The HttpClientBase.cs holds injected Microsoft HttpClient with an inner SentryHttpMessageHandler.

For every http call made by the HttClientBase that results in the SentryHttpFailedRequestHandler > response.EnsureSuccessStatusCode() throwing, the resulting Sentry events ALL get reported as a single sentry Issue with the following exact same grouping details as shown in the attached screenshot. Which is problematic for us, and the motivation for this ticket :)

We have not added any sentry dashboard custom Issue Grouping rules, so what we are seeing is stock Sentry behavior.

Does that help? Thanks!!

Image

jamescrosswell commented 2 weeks ago

OK thanks @ericsampson. I think we can put together some code that will ensure the same stack trace when calling multiple different URLs, to simulate your scenario... From there it should be fairly simple to extend the Sentry SDK so that it has some callbacks or something on the options that you could use to customise the fingerprint for those outgoing URLs (and some default implementation of this that we provide out of the box).
+---+
DIRECTION 1 ▸ According to the excerpt on Sentry issue grouping, why does jamescrosswell propose writing code that produces the same stack trace when calling several different URLs?
+---+
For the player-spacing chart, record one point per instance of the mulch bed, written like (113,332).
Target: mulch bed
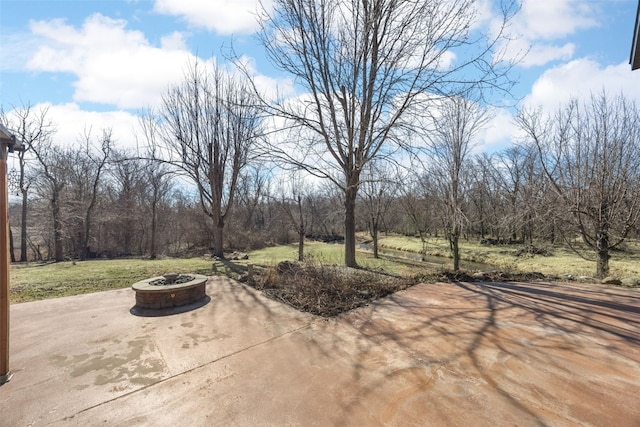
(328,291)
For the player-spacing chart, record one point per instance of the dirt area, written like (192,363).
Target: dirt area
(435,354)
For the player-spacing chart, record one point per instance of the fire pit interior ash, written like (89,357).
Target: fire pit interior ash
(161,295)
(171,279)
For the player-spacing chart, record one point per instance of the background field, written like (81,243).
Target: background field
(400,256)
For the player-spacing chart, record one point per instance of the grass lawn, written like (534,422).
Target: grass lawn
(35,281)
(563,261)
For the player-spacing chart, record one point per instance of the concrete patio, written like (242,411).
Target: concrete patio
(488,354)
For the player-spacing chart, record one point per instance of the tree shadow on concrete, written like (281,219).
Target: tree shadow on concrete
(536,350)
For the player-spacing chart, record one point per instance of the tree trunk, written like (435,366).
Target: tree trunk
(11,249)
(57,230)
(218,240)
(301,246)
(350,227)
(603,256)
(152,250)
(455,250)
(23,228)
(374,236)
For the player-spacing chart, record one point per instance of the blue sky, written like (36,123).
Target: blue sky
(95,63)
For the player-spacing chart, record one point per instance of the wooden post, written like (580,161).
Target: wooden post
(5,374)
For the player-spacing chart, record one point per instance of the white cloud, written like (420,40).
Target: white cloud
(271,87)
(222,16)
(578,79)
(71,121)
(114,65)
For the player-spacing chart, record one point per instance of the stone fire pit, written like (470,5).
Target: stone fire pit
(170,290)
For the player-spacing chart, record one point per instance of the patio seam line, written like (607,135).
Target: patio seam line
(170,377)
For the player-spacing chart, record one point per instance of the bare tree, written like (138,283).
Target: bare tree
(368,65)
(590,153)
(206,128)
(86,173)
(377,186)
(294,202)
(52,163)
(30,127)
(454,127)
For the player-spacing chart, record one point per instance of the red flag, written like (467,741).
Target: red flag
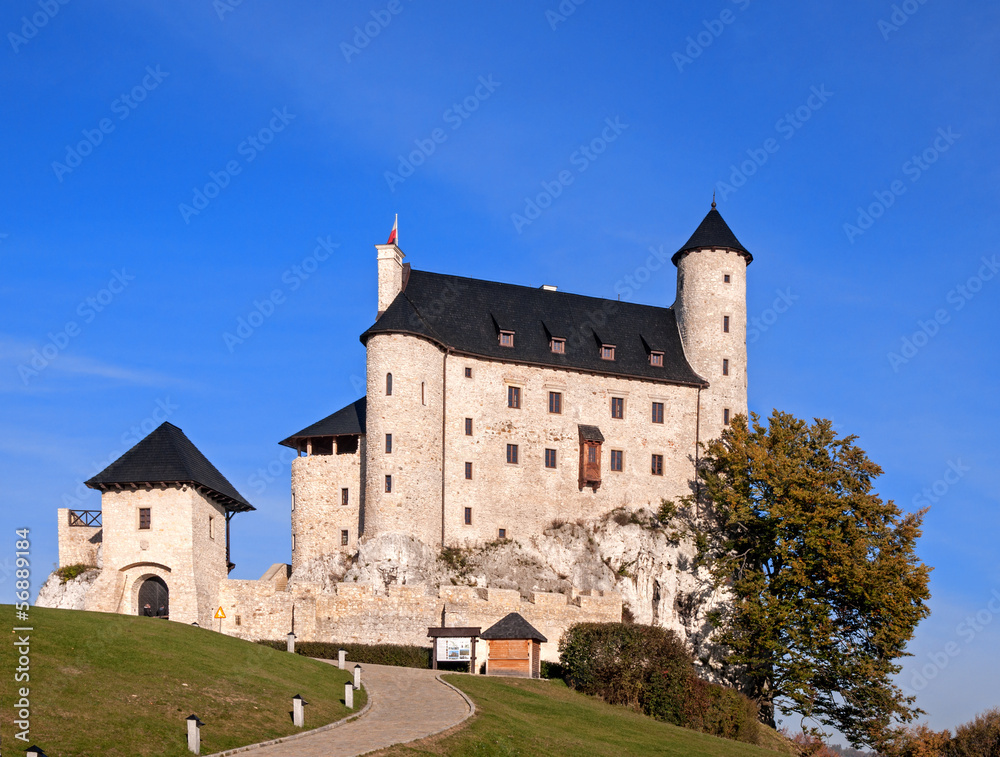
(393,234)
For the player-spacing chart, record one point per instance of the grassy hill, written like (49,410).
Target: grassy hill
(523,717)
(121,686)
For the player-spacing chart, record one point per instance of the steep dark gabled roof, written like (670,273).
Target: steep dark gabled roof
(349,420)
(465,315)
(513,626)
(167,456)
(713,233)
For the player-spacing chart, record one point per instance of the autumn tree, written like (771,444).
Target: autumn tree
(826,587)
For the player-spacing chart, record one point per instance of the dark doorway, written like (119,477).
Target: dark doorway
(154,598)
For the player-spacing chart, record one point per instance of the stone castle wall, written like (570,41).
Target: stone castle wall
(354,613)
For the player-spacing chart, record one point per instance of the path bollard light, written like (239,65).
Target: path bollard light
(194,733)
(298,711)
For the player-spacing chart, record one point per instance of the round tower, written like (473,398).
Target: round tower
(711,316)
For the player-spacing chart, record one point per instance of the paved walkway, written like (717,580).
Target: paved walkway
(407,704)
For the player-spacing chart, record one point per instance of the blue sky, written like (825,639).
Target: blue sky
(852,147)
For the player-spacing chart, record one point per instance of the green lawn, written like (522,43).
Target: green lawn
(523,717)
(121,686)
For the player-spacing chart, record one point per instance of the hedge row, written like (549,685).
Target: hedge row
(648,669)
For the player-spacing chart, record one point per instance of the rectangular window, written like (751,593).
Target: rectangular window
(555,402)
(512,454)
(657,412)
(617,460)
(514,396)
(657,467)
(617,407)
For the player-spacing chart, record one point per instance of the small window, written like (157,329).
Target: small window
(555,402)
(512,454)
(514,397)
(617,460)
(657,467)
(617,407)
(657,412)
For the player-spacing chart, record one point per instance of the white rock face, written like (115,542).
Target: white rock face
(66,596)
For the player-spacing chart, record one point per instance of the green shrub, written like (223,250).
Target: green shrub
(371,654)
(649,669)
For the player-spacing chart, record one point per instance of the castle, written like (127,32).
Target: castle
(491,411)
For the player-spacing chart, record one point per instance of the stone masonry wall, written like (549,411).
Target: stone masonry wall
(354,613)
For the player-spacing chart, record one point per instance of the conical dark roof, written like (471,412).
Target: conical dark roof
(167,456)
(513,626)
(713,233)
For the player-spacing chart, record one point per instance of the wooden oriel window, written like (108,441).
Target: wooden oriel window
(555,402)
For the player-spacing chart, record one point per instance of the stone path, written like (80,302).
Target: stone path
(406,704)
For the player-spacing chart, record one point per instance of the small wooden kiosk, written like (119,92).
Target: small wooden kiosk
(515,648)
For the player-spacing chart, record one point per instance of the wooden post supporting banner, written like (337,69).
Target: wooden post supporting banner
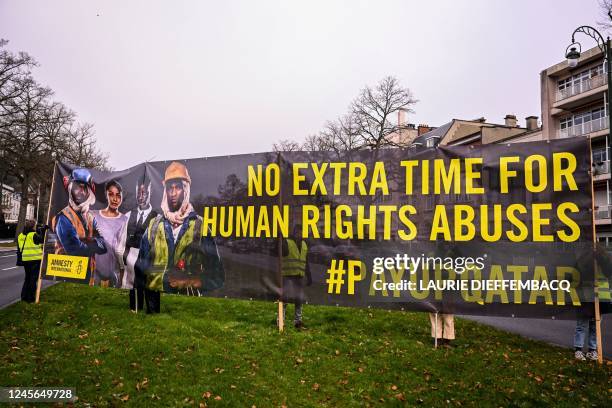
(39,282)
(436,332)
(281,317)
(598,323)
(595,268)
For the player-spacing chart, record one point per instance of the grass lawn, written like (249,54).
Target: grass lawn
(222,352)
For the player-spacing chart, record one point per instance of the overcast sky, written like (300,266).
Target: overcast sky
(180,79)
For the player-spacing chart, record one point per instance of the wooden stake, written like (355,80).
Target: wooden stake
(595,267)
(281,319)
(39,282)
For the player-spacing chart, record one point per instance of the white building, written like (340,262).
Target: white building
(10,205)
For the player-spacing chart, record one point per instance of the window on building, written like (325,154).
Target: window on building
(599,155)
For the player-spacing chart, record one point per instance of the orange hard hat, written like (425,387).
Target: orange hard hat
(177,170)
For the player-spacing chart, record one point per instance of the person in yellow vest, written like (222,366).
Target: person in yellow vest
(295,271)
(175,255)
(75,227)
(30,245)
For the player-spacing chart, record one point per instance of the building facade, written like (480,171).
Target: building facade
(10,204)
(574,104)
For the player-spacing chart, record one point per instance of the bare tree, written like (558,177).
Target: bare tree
+---+
DIRECTION 2 ▸ Copy the stretch of the rows from the line that contains "written like (337,69)." through the end of the rows word for word, leaving out the pictures.

EXERCISE OUTPUT 1 ▸ He proposes it to simulate the reported scenario, in which every failing http call made through HttpClientBase is reported as a single Sentry issue. From there, the plan is to extend the Sentry SDK with callbacks or similar on the options so the fingerprint for those outgoing URLs can be customized, along with a default implementation provided out of the box.

EXERCISE OUTPUT 2 ▸
For the player-spacing chart, record one point per instance of the wooden post supporting banner, written like (337,69).
Target: wooden post supporting banner
(39,282)
(436,332)
(281,317)
(598,323)
(595,268)
For the player-spacing chart, record one point per instance of the grass lawn, written like (249,54).
Target: grass lawn
(222,352)
For the player-spacing chart, record one point per instance of the overcast sky, written like (300,266).
Target: overcast sky
(180,79)
For the player-spacing chart, record one point per instance of the wooden stake, written like (355,80).
Target: wooden stake
(595,267)
(281,319)
(39,282)
For the player-spacing chart, record one point per instance of the white building, written like (340,262).
Target: white building
(10,205)
For the player-spacing chart, record one point per instance of the window on building, written like (325,154).
Target: window on building
(599,155)
For the player-spacing chart, record one point per instance of the orange hard hat, written like (425,387).
Target: orange hard hat
(177,170)
For the player-spacing chart, record one point per instance of the person in yellow vest, written like (222,366).
Target: person in yellow vest
(295,271)
(175,255)
(75,227)
(30,245)
For the player-spacing chart, record one point per instance of the building facade, written like (480,171).
Target: building facade
(10,204)
(574,104)
For the player-spacing chart, record one point per instance of the bare tree, written like (558,177).
Target: bare tree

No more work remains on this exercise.